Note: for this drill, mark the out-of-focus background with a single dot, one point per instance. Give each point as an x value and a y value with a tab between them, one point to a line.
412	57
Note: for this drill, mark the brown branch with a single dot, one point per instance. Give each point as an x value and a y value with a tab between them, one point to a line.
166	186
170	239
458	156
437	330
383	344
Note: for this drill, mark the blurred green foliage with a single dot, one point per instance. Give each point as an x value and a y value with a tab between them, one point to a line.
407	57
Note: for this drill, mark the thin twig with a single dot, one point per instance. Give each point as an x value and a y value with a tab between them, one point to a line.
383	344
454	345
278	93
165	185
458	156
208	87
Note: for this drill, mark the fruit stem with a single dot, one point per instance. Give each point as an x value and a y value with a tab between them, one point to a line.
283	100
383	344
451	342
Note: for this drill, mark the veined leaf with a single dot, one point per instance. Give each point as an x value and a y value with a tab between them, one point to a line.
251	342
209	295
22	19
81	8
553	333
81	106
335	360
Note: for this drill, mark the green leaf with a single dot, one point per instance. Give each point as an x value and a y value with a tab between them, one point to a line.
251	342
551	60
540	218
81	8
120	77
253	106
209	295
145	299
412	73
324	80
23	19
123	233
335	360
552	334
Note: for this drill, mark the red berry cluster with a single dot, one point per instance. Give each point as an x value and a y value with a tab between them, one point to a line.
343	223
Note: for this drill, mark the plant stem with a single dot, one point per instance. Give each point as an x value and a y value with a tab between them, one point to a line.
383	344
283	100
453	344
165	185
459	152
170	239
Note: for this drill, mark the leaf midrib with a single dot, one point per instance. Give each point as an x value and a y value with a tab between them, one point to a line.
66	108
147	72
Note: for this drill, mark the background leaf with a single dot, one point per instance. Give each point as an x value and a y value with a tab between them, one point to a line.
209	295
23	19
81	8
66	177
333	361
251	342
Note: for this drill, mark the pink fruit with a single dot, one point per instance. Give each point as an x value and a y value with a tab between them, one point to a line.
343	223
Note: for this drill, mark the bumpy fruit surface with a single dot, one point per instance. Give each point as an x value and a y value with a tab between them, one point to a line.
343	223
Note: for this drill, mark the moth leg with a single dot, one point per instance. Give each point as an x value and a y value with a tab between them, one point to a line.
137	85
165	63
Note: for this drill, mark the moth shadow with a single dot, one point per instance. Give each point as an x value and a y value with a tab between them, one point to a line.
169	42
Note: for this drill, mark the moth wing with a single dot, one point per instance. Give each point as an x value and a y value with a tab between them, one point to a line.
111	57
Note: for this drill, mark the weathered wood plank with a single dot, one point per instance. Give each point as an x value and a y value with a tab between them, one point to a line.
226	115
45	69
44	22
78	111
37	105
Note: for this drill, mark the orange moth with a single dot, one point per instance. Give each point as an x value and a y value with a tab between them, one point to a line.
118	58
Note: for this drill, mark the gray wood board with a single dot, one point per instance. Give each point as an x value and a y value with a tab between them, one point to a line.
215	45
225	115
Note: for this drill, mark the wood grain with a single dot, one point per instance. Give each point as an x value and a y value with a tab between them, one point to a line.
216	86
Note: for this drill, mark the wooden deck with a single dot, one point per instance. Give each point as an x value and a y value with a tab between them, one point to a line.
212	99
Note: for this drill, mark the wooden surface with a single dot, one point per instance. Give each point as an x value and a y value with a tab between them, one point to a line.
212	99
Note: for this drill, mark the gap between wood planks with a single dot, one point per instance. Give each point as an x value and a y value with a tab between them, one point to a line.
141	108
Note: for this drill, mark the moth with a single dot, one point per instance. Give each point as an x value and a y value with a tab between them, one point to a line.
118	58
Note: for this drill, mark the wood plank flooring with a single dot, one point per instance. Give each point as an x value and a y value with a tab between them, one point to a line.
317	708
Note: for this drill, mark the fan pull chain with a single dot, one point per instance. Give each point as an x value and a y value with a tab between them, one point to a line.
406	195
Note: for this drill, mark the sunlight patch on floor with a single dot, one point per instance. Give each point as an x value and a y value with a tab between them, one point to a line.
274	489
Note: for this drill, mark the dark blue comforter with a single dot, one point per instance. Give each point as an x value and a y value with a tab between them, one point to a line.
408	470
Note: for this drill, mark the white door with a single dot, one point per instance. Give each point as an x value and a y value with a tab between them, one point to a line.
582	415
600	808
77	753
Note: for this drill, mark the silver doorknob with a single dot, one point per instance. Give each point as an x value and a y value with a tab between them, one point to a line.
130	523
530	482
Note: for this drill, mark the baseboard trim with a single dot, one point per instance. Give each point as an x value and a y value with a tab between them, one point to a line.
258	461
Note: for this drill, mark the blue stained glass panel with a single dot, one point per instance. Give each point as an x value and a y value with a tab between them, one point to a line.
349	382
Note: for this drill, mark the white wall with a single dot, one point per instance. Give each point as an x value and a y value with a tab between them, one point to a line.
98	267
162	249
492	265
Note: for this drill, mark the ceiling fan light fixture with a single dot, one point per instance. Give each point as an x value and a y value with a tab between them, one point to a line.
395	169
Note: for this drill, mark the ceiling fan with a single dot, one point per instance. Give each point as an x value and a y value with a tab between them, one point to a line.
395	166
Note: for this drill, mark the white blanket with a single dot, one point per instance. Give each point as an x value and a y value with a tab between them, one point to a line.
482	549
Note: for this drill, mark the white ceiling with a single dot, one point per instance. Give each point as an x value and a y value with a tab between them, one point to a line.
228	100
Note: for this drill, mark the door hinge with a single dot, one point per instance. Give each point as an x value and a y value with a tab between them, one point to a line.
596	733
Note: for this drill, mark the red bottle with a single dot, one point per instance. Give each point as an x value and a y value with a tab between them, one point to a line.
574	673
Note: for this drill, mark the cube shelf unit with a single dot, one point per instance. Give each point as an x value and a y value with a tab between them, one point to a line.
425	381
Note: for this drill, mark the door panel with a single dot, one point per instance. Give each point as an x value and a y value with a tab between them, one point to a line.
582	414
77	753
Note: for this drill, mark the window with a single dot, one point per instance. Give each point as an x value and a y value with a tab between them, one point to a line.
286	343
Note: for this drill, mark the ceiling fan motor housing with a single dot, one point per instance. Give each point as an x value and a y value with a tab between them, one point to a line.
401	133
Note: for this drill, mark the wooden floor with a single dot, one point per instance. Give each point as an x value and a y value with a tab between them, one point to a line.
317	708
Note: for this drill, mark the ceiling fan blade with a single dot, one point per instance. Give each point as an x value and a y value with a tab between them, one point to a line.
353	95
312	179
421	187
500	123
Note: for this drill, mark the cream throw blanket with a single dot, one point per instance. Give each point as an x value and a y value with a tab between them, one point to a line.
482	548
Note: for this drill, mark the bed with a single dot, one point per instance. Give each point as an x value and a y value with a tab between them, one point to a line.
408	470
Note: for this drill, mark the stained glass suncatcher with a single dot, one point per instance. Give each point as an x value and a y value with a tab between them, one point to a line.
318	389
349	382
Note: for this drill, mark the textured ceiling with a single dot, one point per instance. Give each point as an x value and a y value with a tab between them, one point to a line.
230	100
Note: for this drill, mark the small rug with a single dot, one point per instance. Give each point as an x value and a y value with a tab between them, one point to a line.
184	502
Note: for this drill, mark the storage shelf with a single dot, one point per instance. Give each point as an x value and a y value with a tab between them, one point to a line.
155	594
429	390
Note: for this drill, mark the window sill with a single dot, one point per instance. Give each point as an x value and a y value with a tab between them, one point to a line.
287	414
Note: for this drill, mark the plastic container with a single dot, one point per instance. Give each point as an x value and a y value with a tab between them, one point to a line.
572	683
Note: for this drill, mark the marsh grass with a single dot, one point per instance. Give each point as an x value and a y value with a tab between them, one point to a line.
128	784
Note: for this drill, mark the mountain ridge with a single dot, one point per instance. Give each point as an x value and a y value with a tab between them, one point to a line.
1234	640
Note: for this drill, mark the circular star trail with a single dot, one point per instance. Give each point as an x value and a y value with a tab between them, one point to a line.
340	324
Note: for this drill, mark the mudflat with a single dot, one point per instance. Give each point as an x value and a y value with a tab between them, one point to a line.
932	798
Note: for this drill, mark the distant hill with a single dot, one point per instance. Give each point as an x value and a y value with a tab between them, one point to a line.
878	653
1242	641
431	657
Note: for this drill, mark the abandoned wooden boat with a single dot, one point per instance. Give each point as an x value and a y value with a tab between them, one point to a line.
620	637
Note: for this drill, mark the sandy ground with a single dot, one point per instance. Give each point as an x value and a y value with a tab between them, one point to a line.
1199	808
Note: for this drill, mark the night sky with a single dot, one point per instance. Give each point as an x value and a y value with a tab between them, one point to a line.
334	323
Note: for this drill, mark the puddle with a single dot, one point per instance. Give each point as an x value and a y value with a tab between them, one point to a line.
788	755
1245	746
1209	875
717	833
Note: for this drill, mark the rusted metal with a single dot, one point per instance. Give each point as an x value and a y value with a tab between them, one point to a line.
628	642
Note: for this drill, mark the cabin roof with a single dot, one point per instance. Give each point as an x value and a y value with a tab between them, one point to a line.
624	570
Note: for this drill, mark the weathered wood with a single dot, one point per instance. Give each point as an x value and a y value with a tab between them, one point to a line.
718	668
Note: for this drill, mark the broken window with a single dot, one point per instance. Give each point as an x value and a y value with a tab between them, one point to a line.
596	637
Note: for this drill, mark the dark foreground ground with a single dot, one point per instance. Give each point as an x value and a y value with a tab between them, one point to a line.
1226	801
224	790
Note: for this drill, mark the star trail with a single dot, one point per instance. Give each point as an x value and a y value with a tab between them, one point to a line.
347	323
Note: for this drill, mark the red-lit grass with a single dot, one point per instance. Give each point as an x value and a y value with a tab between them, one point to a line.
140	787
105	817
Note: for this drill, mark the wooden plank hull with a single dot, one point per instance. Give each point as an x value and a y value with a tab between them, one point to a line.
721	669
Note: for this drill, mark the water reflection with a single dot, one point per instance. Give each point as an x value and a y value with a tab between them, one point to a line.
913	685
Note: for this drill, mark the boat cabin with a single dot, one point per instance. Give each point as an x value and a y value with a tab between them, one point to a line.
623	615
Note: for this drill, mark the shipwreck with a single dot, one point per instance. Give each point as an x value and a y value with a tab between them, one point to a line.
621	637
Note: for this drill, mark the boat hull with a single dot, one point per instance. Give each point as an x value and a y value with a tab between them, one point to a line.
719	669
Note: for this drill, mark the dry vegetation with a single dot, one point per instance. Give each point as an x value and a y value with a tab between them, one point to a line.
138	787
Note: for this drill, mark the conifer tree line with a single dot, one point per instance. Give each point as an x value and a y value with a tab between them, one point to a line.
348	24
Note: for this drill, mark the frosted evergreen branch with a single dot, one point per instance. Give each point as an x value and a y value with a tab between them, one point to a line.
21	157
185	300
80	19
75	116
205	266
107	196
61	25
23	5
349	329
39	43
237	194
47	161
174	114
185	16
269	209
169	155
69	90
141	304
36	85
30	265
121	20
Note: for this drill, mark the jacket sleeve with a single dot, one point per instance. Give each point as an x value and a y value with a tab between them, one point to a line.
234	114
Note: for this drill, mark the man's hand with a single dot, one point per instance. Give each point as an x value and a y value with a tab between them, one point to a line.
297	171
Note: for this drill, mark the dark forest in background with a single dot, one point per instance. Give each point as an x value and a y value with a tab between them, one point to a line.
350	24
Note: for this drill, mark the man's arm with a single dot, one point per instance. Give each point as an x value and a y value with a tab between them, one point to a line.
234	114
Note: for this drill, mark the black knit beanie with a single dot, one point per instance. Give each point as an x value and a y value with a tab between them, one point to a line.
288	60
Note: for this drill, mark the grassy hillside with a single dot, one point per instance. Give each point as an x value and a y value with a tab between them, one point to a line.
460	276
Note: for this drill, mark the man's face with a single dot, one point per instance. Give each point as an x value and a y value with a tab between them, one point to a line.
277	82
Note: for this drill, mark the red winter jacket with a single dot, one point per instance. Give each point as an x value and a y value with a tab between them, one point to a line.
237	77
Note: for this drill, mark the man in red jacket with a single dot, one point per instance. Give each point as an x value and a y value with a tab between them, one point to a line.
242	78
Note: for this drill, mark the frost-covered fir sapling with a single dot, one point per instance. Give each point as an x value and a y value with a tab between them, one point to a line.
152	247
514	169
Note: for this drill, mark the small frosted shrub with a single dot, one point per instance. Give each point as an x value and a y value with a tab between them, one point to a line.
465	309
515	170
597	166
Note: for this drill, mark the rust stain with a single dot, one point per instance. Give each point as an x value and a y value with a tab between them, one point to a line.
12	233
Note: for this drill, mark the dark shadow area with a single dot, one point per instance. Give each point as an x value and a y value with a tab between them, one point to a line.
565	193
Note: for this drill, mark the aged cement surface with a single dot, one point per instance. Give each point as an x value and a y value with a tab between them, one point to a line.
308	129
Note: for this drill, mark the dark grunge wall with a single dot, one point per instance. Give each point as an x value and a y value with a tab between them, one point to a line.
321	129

---

▶ **Assigned task**
Copy nothing except the lines from the one with "Note: for this drill, mark the dark shadow" through the end of the records; keep each exactly as it appears, first and last included.

▶ **Solved exercise**
Note: for this drill, mark the dark shadow area with a single dot, one point per instance. Give each point as an x value and a y value with a tab between them, one point to a line.
565	193
Note: for this drill, mark the aged cement surface with a single dot, one point per instance. Give each point as an x value and a y value with a tab between them, one point to a line.
308	129
Note: for this drill, mark the dark grunge wall with a single dot, one point per instance. Give each point as an x value and a y value with a tab between them, one point to a line.
321	129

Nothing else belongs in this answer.